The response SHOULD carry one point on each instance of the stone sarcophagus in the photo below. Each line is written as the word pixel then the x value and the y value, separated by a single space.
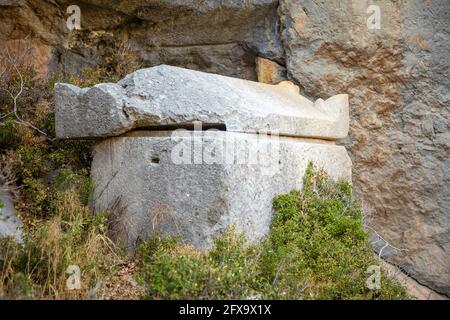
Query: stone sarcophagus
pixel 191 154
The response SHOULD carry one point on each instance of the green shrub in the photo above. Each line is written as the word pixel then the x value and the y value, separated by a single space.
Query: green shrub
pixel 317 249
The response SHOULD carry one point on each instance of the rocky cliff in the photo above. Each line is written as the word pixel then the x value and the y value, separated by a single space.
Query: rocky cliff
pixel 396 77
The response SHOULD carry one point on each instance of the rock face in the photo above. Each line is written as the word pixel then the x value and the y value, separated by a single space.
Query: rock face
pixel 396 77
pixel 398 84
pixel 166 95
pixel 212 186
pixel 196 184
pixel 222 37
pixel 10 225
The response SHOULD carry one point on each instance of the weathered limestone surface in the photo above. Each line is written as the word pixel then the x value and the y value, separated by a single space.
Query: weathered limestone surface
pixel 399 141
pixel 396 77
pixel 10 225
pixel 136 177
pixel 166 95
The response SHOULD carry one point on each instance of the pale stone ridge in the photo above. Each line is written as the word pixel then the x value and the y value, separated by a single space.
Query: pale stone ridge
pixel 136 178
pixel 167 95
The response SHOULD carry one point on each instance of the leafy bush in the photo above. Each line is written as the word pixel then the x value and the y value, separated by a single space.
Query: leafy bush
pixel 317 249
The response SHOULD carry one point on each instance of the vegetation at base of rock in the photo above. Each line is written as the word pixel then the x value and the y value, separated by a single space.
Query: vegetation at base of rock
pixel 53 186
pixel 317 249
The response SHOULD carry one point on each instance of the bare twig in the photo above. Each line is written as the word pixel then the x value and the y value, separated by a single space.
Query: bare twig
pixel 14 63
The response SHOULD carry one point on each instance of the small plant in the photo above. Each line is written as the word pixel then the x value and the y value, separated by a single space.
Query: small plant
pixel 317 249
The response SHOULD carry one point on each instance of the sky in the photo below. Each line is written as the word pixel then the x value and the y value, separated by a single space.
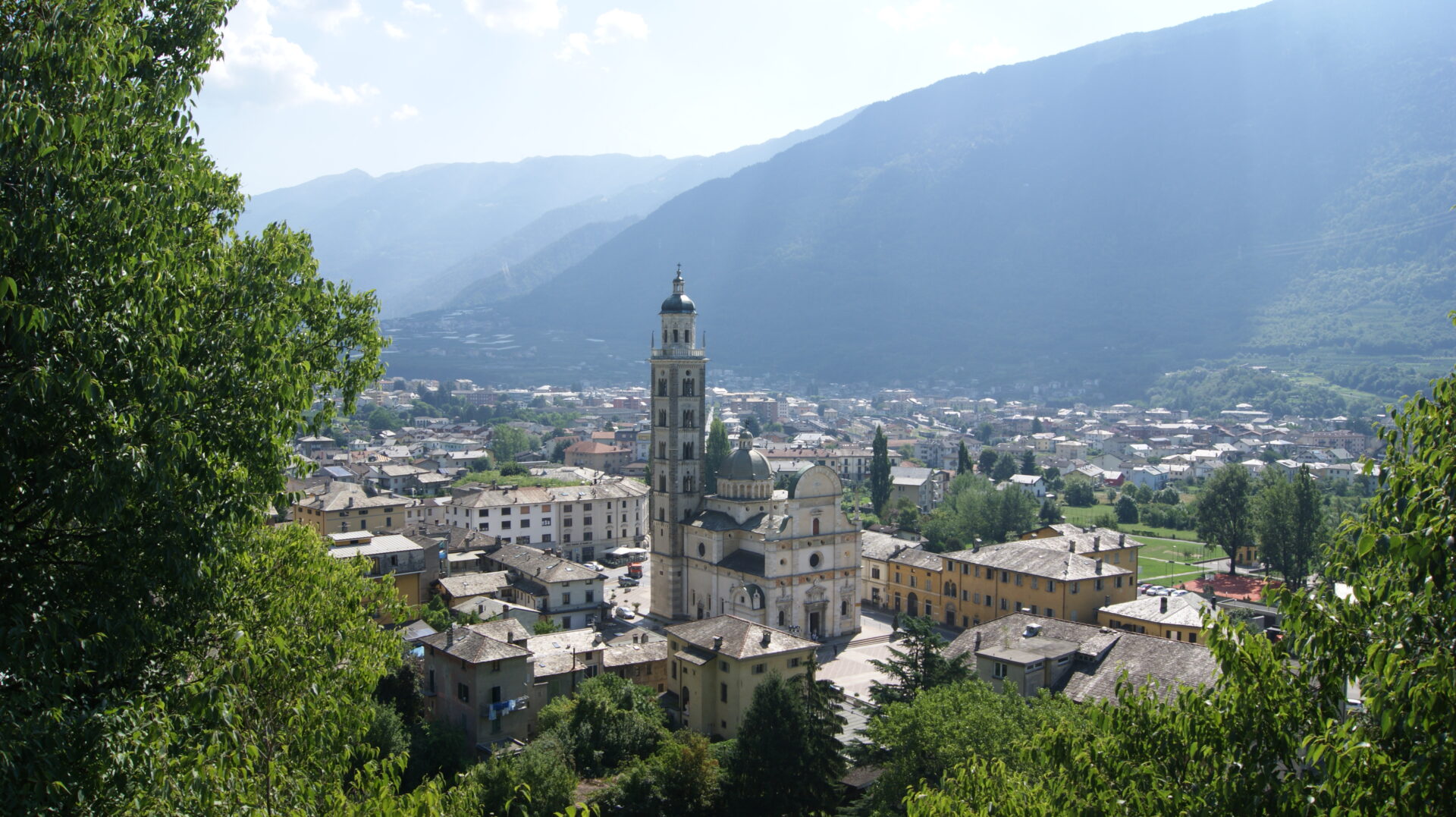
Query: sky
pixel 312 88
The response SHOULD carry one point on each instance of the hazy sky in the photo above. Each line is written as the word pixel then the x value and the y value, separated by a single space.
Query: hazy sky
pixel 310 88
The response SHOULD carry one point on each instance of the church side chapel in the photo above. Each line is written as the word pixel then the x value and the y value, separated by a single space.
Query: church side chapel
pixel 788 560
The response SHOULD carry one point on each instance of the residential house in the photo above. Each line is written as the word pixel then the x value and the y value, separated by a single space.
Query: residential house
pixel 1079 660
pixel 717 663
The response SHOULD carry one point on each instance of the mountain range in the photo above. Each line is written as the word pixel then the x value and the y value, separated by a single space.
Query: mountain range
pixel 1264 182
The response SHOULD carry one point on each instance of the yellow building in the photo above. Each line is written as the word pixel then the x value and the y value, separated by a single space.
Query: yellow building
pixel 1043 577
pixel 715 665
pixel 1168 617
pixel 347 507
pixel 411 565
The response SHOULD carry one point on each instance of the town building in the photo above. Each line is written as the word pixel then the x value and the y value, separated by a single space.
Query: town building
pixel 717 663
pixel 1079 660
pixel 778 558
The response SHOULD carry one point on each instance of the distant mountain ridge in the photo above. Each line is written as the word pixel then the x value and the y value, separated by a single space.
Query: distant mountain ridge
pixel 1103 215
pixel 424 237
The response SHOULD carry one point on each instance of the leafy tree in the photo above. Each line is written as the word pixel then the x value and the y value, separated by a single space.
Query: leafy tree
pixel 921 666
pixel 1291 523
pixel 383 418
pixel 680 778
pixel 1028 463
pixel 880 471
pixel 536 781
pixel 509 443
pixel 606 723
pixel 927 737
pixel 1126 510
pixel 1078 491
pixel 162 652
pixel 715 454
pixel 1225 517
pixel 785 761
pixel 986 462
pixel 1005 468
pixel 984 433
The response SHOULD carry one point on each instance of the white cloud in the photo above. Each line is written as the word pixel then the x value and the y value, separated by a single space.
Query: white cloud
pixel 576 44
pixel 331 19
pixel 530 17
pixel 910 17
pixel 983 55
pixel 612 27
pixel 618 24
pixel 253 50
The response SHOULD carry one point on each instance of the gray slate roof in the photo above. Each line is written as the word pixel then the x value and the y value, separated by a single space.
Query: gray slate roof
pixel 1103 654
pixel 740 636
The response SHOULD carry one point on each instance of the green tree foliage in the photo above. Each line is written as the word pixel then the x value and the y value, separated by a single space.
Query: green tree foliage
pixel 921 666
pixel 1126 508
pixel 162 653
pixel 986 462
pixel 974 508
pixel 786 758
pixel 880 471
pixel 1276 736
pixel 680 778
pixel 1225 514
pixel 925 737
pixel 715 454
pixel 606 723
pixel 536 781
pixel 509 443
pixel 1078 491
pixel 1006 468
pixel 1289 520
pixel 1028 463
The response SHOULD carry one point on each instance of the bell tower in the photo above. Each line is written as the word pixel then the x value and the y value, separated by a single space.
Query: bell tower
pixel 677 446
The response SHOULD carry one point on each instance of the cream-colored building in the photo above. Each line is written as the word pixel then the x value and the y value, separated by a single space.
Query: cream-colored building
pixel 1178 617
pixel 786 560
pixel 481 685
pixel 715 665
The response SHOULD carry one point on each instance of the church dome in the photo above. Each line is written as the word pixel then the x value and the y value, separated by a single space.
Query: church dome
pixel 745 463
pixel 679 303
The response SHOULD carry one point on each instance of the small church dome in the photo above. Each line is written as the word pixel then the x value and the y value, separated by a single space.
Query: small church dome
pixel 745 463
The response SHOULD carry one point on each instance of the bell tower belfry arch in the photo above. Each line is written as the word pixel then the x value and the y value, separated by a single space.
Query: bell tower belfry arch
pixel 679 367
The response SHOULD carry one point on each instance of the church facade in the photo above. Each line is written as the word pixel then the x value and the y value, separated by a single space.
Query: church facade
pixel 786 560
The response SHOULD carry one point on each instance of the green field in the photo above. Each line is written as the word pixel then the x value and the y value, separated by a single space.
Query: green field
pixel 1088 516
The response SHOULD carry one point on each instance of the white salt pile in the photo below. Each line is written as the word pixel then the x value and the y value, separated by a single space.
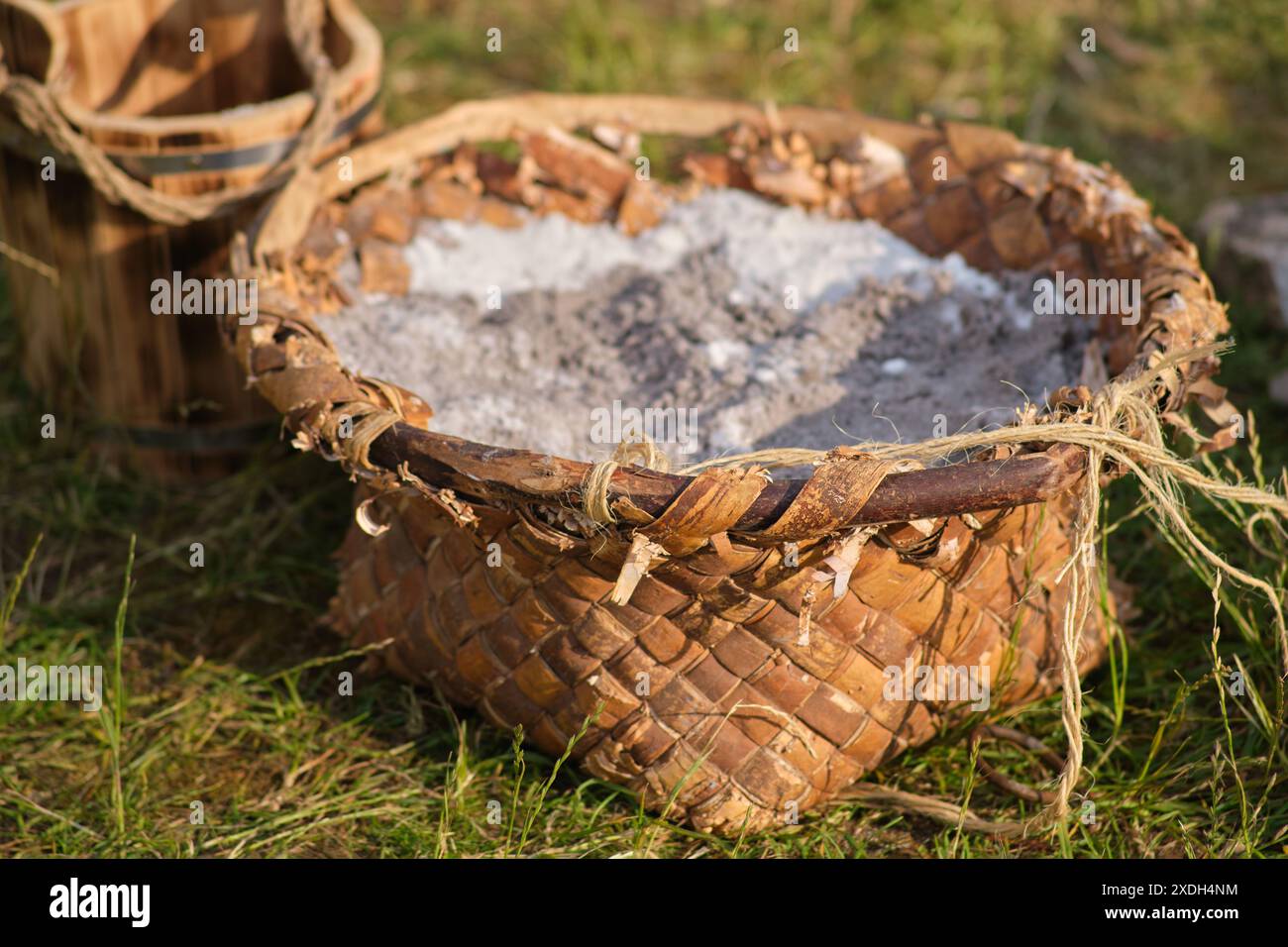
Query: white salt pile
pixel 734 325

◇ ◇ ◇ ◇

WHAT TO PRODUCE -> Return every line of the records above verbatim, leaving out the pictures.

REPLY TO THE EXERCISE ->
The response SHOULD carry one point on each instance of the stone sarcophagus in the photo below. Each line is written as the word pixel then the x value and the y value, separated by a single space.
Query: stone sarcophagus
pixel 191 154
The response SHOULD carry one point on each instance of the green shrub in the photo above. Each line is written as the word pixel then the x value and the y value, separated by a single space.
Query: green shrub
pixel 317 249
The response SHOULD carry one point on each instance of the rocky cliff in the photo above. Each line is written as the word pixel then the x value and the y value, separated by a single space.
Query: rocky cliff
pixel 396 77
The response SHOULD carry one point on each instance of the rock face in the photo above. Each line is written as the word pixel then the x value and the y value, separated by a single space.
Query: rock face
pixel 396 77
pixel 398 84
pixel 166 95
pixel 212 186
pixel 196 184
pixel 222 37
pixel 10 225
The response SHOULD carry one point on each instance of the weathered limestone surface in the photo above. Each line is written as the word pixel then the x value and the y value, separated by a single space.
Query: weathered limestone surface
pixel 399 141
pixel 396 77
pixel 10 225
pixel 136 177
pixel 166 95
The response SHOULD carry one point on each instance of the pale stone ridge in the photo above. Each line is written as the word pixel then the x value and the y value, separated by a single space.
Query: pale stone ridge
pixel 136 178
pixel 167 95
The response SHOULD carry one point on each instance of the leafy bush in the photo above. Each line is written as the word pixel then the x value and the y value, separated by a single space.
Query: leafy bush
pixel 317 249
The response SHOULD carry one point on each instance of the vegetation at base of rock in the photo above. Each line is written as the word pixel then the x value and the y value, separated by a single space.
Query: vegetation at base of rock
pixel 53 186
pixel 317 249
The response SHOULD carry one point on each instance of the bare twig in the photo above. Each line is written as the word pixel then the x value and the y value, separated by a single space.
Query: bare twig
pixel 14 63
The response SHOULD carry one point on each instance of the small plant in the photo above. Each line is written as the word pixel then the x value and the y value, separated by a single space.
Query: small plant
pixel 317 249
The response SHOULD carry one point on each instance of the sky in the photo below. Each line is written as the word pixel then the x value and the y value, separated by a single space.
Query: sky
pixel 312 88
The response SHOULD carry one point on each instance of the hazy sky in the photo above. Each line is written as the word pixel then the x value and the y value, separated by a single space.
Query: hazy sky
pixel 310 88
The response SHOULD carry one point on each instance of the church side chapel in the photo above. Each line is written as the word pixel then the x value and the y value, separated by a single space.
Query: church side chapel
pixel 788 560
The response SHOULD carry one point on each instance of the residential house in the photo above. Each line is written as the word pixel then the x value and the y value, separated by a single space.
Query: residential house
pixel 1079 660
pixel 717 663
The response SHOULD carry one point on each instance of the mountain range in the photo above. Each line is written as the word pixel then the x value and the y value, separated by a single space.
Query: mountain range
pixel 1264 182
The response SHOULD carry one point on each instance of the yellow building in the photo above. Each line is written as the word pixel then the x value and the y value, separated by a single space.
Query: yellow building
pixel 1043 577
pixel 715 665
pixel 1168 617
pixel 347 507
pixel 411 565
The response SHOULD carry one point on each instance of the town building in the photo above. Each line is written as the word pixel then the x value and the y value, separated by a single space.
Query: town building
pixel 717 663
pixel 1079 660
pixel 778 558
The response SHOULD carry one point on each instance of the distant mountain ridge in the photo above. Each line is written as the word pixel then the x value and the y value, separated by a single space.
Query: distant mountain ridge
pixel 1103 215
pixel 424 237
The response SHOULD carry one point on each instance of the leafy tree in the photo above. Each line is written as the word pixel then the x value and the y value, separated by a single space.
Query: leafy tree
pixel 921 666
pixel 1291 523
pixel 383 418
pixel 680 778
pixel 1028 463
pixel 880 471
pixel 536 781
pixel 509 443
pixel 606 723
pixel 927 737
pixel 1126 510
pixel 1078 491
pixel 162 652
pixel 715 454
pixel 1225 517
pixel 785 761
pixel 986 462
pixel 1005 468
pixel 984 433
The response SHOULD carry one point on each instance of the white cloud in the photo above. Each line is written as the word pixel then the x value and the y value, separated by a single space.
Query: white cloud
pixel 576 44
pixel 331 19
pixel 530 17
pixel 910 17
pixel 983 55
pixel 612 27
pixel 618 24
pixel 253 50
The response SHOULD carry one point on each instance of the gray slate roof in the photo above. Each line is written as the word pixel then the x value and the y value, separated by a single space.
Query: gray slate roof
pixel 1103 654
pixel 740 636
The response SHOULD carry one point on each instance of the green tree foliage in the photo above. Each line is written as the word pixel then the x value and the y value, separated by a single space.
Query: green tree foliage
pixel 921 666
pixel 1126 508
pixel 162 653
pixel 986 462
pixel 974 508
pixel 786 758
pixel 880 471
pixel 1276 736
pixel 680 778
pixel 1225 514
pixel 925 737
pixel 715 454
pixel 606 723
pixel 536 781
pixel 509 443
pixel 1078 491
pixel 1006 468
pixel 1289 520
pixel 1028 463
The response SHOULD carry one point on each instance of the bell tower in the photo above. Each line is written as the word pixel then the x value and the y value, separated by a single space.
Query: bell tower
pixel 677 446
The response SHOULD carry one point on each instance of the cream-colored building in the photo above. Each line is written as the word pixel then the x value and the y value, separated by a single space.
Query: cream-colored building
pixel 1178 617
pixel 786 560
pixel 481 685
pixel 715 665
The response SHOULD carry one point on each instance of the church dome in the photo above. Each line is written as the word pixel then the x value and the y value, separated by a single space.
Query: church dome
pixel 745 463
pixel 679 303
The response SHOULD carry one point on each instance of the small church dome in the photo above. Each line is written as the word pixel then the x value and the y value, separated by a single space.
Query: small church dome
pixel 745 463
The response SHOULD carry one point on each instance of the bell tower belfry arch in the photo above. Each line is written as the word pixel then the x value and the y value, separated by a single space.
Query: bell tower belfry arch
pixel 679 367
The response SHOULD carry one point on each instance of the church facade in the photo above. Each line is written as the word pixel then the x value and the y value, separated by a single space.
Query: church facade
pixel 786 560
The response SHOULD carry one point on each instance of the green field in the photo above. Each line is written as the word pixel then the x value and the y value, separated by a single space.
Query: green field
pixel 1088 516
The response SHOULD carry one point on each instance of the white salt pile in the photo below. Each line is written as the word pixel then the x value and the y value, separated by a single space.
Query: white salt pile
pixel 734 325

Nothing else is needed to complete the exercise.